__Work to do__
Which lines in the material below contain the word "white"? Copy out each one.

__Extracted data__

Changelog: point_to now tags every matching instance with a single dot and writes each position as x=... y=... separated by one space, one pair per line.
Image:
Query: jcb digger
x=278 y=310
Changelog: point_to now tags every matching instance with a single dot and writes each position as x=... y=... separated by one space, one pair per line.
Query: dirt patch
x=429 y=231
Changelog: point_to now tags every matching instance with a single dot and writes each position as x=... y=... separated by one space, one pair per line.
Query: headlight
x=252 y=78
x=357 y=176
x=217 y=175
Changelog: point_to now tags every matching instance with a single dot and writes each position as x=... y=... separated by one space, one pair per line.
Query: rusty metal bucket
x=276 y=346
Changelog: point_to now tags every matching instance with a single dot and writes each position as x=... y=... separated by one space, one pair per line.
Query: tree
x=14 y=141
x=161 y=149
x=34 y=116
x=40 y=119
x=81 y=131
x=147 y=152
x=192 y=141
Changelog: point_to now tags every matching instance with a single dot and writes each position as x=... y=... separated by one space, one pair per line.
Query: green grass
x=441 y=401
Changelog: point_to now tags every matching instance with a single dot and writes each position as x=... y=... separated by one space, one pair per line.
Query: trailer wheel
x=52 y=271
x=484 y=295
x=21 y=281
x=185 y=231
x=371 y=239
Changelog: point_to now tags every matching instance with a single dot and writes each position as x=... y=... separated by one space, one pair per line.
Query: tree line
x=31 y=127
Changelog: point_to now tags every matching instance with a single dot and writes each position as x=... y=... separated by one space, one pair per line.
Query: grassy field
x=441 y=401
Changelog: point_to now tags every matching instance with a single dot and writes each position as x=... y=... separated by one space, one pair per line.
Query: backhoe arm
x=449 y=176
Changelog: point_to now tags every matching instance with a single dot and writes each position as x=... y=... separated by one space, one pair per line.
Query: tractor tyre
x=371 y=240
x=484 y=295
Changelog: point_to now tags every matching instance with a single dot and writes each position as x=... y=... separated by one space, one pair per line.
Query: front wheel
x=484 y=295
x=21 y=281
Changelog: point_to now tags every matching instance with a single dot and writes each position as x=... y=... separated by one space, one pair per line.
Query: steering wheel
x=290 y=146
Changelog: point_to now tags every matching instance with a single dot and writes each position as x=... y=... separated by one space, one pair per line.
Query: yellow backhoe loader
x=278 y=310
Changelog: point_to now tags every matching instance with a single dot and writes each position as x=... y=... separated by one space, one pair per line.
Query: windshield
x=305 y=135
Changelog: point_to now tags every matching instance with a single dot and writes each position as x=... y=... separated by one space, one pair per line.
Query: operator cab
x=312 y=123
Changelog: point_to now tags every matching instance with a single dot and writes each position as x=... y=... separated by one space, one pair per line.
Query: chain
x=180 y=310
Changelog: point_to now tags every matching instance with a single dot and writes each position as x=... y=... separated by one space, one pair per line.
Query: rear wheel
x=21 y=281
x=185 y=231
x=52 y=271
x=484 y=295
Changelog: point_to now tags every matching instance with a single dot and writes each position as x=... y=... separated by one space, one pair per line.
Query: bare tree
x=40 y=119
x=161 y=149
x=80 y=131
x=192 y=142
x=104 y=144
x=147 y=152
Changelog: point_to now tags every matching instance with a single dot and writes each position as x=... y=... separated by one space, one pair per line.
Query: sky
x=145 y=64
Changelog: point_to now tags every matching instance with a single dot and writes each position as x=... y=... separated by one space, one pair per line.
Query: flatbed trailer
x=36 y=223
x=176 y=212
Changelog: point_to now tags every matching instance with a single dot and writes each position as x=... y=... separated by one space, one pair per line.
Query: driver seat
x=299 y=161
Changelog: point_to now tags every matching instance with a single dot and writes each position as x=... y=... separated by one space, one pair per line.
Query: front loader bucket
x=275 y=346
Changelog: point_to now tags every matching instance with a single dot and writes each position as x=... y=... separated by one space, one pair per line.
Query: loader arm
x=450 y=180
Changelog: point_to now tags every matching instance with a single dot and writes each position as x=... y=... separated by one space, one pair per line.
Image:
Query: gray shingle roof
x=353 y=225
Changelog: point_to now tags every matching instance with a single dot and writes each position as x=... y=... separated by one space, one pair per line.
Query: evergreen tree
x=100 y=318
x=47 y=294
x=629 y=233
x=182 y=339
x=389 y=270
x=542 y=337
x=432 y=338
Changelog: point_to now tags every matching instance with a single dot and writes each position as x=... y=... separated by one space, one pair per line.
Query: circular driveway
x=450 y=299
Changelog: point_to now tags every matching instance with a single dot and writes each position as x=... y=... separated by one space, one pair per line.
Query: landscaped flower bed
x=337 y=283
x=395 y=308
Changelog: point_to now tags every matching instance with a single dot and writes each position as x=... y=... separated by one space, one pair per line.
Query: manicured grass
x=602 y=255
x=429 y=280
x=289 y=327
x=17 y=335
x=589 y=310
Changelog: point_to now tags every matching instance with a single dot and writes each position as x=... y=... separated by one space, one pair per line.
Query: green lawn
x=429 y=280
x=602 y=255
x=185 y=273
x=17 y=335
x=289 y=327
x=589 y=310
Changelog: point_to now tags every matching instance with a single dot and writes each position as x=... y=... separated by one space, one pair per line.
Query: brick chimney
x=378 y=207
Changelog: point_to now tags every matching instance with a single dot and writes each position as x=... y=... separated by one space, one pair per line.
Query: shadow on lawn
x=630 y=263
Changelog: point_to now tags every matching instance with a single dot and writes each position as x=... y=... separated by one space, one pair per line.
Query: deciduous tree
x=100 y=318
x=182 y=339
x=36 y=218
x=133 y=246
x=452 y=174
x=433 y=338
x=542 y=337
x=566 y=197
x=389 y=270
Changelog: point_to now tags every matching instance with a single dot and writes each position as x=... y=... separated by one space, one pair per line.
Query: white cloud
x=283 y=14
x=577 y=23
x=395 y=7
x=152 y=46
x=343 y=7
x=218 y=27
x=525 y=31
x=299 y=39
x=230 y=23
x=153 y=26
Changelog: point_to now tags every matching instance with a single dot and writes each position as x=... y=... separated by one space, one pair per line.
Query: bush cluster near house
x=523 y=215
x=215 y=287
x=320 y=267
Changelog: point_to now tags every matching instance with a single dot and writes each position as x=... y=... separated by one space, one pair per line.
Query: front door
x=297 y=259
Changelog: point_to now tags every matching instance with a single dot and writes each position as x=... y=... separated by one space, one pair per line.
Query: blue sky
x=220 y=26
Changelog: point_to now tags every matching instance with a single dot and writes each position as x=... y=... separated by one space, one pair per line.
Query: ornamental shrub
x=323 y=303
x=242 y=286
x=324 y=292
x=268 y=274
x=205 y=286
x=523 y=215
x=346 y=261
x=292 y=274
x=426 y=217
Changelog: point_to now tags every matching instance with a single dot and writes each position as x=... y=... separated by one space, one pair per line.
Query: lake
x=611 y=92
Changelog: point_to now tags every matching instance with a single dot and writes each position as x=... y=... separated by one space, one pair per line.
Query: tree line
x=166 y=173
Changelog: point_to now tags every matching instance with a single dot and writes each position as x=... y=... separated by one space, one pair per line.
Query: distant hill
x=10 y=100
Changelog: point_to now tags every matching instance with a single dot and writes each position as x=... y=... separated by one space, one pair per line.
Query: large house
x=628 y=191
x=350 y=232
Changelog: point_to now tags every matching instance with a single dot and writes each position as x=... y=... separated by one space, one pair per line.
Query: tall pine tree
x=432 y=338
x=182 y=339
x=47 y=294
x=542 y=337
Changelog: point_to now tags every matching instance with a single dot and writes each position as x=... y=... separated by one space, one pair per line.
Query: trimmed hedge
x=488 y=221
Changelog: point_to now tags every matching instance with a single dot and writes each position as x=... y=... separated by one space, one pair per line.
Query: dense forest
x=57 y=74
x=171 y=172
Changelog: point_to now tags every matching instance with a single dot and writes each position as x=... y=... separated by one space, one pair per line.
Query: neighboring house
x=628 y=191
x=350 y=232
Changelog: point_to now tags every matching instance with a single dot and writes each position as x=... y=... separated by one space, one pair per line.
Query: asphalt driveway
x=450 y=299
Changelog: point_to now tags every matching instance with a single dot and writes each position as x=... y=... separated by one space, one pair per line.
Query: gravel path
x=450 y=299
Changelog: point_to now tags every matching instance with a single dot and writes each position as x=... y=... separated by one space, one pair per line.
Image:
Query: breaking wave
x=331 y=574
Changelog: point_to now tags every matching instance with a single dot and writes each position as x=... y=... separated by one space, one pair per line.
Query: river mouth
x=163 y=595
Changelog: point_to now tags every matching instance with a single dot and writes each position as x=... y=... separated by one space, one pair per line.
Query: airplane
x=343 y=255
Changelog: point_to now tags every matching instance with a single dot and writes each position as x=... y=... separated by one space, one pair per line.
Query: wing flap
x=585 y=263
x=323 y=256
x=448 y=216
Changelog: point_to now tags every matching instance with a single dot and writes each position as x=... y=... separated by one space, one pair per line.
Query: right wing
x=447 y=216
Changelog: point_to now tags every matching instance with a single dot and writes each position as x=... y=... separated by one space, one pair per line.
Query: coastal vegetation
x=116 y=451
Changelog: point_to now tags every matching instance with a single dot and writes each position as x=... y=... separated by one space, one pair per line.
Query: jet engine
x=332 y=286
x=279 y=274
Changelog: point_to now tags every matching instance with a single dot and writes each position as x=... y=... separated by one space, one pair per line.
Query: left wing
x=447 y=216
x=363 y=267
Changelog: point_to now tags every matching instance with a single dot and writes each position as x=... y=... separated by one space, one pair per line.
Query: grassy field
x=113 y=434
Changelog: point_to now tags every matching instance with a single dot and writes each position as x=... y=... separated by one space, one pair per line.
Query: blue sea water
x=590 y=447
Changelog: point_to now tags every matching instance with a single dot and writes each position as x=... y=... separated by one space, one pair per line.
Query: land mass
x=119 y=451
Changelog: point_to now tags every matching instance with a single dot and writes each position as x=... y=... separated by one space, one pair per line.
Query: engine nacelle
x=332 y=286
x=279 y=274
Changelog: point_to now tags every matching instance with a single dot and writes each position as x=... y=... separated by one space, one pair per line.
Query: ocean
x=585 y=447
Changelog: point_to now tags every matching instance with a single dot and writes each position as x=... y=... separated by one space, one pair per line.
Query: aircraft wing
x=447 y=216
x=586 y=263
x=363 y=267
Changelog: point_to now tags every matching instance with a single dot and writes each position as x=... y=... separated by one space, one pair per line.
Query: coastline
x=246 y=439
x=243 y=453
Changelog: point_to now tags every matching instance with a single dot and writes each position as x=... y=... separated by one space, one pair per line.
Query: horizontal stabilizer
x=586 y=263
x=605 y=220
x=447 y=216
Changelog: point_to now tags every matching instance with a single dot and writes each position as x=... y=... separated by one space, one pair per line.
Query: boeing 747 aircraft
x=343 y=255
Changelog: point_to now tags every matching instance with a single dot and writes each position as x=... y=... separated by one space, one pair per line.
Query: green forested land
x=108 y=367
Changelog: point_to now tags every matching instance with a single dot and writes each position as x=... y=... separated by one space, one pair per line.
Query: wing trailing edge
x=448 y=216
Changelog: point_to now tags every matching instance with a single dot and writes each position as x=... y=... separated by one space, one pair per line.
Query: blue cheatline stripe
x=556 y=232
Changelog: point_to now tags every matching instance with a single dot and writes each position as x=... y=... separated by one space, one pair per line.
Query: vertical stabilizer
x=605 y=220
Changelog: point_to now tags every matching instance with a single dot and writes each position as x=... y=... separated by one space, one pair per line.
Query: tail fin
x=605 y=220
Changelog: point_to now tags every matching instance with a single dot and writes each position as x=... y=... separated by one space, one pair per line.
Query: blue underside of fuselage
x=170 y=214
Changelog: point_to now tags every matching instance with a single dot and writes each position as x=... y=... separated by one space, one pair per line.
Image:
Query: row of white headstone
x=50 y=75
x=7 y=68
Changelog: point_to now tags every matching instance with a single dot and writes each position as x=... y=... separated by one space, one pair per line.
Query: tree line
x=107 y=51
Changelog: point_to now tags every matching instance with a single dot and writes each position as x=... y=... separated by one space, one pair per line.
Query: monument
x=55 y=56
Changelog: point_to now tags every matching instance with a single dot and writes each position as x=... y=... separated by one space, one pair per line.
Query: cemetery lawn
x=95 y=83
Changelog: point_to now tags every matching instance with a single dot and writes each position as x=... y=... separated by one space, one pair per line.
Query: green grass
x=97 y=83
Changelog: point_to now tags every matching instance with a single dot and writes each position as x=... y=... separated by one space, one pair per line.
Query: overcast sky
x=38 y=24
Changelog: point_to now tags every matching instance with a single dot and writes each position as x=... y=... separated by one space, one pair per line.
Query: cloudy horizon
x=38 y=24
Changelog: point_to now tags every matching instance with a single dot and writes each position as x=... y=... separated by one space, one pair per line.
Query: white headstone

__Output of the task__
Query: white cloud
Query: row of white headstone
Query: white headstone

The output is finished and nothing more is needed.